- [Provided text]:
=== Section Start ===

Water bottle helps finger rape-attempt suspect
Marcus Charles Hagins, charged with the armed, attempted rape of a Plumas Lake woman, unwittingly gave detectives evidence that helped tie him to the crime, according to testimony Tuesday in Yuba County Superior Court.
Yuba County Sheriff's Department Deputy Brett Felion, who was working in the detective division at the time of the alleged crime in May 2008, said Hagins was given a bottle of water during an interview at the department. As Hagins was leaving, he dropped the empty bottle in a trash can in the lobby, Felion said.
Once Hagins was out of sight, Felion said, he retrieved the bottle and packaged it as fingerprint evidence.
Deputy District Attorney Jennifer Dupré-Tokos said Hagins' prints were found on the bedroom doorknob of the victim, a 19-year-old fellow graduate of East Nicolaus High School, and also on duct tape that he used to bind her.
Another fellow high school graduate and friend, Daniel Alberti, said Hagins was a guest at his house when Hagins left his backpack containing a laptop computer after receiving a phone call saying someone was holding his father at gunpoint. After Hagins was gone, Alberti said, he called a Yuba County Sheriff's Department detective who came and picked up the laptop.
Dupré-Tokos told jurors earlier the laptop contained photos of Hagins' female classmates, including the victim, altered to show them in bondage situations. Outside the courtroom, Dupré-Tokos said she did not know who made the phone call to Hagins.
Detective Jim Downs, now retired, testified Hagins actively resisted being fingerprinted once arrested, flexing his inked finger tips or dragging them slightly on a card. Downs said he had to hold Hagins' fingers down with both hands before he finally got a usable set of prints.
Hagins is facing a possible life sentence with the possibility of parole on the principal charge of first-degree burglary with the intent to commit rape.
Hagins allegedly took the victim's house keys while the two were on a shopping trip to the Roseville Galleria in fall 2008, then used them to enter her house six or seven months later in the middle of the night.
The 10-woman, two-man jury watched a videotaped interview with Hagins at the Sheriff's Department. Hagins told Detective Joe Pomeroy that, even though he and the victim had been good friends all through high school, he had never been to her house or even to Plumas Lake.
The woman said Hagins had been to the house a number of times, Pomeroy told Hagins.
"It would surprise me if she told me something so blatantly untrue," Pomeroy said.
Pomeroy told Hagins fingerprint and DNA evidence might be found at the house.
"If it's there, it's gonna be a bitch to change your story later," he told Hagins.
Hagins has never admitted being in the house, Dupré-Tokos told jurors earlier.
Marysville Police Department Detective Kevin Conde, a computer expert, said he found no evidence that anyone besides Hagins had ever used the red Dell laptop computer on which the photos were found.
Hagins won the computer at a Grad Night party for 2008 graduates of East Nicolaus High School, according to testimony.

=== Section End ===

- [Exercise]:
Copy out the part of the trial article that runs from "Dupré-Tokos told jurors earlier the" to "call to Hagins.", word for word. You won't need the records for anything here.

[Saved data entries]
=== Section Start ===

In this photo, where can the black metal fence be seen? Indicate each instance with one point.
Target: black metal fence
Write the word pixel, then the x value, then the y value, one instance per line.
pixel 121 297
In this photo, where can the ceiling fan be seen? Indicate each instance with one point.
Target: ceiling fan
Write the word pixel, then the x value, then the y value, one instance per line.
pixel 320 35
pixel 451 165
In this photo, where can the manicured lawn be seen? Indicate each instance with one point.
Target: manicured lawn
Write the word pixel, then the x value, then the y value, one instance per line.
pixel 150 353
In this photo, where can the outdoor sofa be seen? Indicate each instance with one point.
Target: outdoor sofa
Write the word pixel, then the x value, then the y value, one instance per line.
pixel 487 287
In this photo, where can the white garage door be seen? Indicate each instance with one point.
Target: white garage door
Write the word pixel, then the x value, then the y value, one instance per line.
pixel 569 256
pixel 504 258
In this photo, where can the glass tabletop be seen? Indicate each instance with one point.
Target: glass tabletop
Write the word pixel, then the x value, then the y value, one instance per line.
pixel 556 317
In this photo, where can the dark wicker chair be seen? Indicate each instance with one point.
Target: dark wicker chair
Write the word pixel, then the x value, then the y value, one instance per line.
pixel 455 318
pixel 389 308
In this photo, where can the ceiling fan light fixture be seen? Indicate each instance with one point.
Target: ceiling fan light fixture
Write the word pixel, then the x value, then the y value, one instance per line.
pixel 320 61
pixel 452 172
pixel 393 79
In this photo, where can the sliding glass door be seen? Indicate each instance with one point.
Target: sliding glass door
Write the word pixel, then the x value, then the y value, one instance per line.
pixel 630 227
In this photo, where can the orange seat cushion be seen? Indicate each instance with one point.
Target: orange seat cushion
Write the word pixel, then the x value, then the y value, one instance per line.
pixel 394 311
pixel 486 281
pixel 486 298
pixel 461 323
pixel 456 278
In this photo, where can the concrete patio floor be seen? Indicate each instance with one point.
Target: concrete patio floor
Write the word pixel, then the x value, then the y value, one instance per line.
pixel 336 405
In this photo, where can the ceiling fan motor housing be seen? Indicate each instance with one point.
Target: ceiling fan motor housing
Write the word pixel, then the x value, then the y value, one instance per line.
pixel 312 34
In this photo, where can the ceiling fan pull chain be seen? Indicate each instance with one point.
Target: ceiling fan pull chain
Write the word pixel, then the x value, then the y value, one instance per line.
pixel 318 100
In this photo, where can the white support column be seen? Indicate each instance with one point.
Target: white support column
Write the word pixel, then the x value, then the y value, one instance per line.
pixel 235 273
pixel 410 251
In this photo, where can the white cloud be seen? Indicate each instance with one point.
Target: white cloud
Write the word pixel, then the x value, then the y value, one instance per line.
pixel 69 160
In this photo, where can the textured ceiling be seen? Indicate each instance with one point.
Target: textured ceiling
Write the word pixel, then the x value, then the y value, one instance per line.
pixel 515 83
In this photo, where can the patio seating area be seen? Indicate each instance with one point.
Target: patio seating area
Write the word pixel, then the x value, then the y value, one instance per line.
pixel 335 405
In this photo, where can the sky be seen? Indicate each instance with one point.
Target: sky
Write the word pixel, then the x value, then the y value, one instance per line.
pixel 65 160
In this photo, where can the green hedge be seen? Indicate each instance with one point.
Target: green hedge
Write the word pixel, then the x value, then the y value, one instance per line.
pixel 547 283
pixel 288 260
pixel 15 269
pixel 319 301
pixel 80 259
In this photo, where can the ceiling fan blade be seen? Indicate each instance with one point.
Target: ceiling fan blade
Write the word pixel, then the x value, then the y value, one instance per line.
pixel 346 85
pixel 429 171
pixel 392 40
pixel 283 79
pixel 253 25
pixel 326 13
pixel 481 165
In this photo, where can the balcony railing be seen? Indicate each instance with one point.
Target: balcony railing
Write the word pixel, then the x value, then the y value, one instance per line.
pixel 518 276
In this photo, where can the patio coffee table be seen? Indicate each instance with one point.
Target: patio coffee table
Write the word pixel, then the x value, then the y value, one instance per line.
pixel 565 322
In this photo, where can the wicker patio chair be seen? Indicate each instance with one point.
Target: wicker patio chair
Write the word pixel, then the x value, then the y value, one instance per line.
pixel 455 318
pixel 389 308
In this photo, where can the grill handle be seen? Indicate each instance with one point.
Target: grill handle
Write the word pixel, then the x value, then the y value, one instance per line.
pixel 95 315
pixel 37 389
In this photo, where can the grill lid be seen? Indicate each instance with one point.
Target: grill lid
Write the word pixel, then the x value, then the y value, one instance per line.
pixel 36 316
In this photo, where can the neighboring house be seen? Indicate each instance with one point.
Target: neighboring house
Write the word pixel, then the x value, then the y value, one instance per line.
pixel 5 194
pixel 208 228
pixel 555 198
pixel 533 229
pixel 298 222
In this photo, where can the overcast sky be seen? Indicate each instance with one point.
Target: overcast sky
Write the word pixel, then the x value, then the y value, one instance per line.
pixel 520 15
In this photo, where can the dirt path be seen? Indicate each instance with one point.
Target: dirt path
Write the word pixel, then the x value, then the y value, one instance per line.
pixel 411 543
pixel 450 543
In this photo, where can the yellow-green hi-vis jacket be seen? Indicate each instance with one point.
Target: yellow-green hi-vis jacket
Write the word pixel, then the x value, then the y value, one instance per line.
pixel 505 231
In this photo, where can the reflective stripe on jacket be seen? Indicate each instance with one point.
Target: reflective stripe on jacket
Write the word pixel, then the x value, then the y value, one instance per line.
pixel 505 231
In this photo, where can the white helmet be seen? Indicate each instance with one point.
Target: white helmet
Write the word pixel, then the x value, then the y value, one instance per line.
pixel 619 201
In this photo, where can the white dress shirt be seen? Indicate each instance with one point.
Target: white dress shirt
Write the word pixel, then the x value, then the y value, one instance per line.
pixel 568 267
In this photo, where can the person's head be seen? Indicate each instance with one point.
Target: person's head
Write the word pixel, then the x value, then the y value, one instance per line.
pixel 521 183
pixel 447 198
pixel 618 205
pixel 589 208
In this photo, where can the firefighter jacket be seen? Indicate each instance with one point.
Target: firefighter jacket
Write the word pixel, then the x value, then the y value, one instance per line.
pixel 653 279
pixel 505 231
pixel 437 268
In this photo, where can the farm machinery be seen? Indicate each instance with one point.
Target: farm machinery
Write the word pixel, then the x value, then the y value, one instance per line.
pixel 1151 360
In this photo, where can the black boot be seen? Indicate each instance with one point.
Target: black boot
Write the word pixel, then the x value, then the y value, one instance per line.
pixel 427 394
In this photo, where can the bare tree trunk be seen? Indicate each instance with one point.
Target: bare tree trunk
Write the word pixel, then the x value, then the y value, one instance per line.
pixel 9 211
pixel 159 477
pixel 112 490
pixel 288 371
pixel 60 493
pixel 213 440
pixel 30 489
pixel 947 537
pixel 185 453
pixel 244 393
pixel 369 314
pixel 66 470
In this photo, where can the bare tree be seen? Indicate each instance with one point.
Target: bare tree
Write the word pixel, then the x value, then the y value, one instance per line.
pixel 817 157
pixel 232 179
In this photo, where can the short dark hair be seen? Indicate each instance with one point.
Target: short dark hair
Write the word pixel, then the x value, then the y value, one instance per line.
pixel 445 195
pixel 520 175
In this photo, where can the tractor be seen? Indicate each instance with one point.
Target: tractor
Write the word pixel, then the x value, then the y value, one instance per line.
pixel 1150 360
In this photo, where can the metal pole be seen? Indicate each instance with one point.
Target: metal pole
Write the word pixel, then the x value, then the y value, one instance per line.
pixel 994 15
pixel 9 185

=== Section End ===

- [Answer box]:
Dupré-Tokos told jurors earlier the laptop contained photos of Hagins' female classmates, including the victim, altered to show them in bondage situations. Outside the courtroom, Dupré-Tokos said she did not know who made the phone call to Hagins.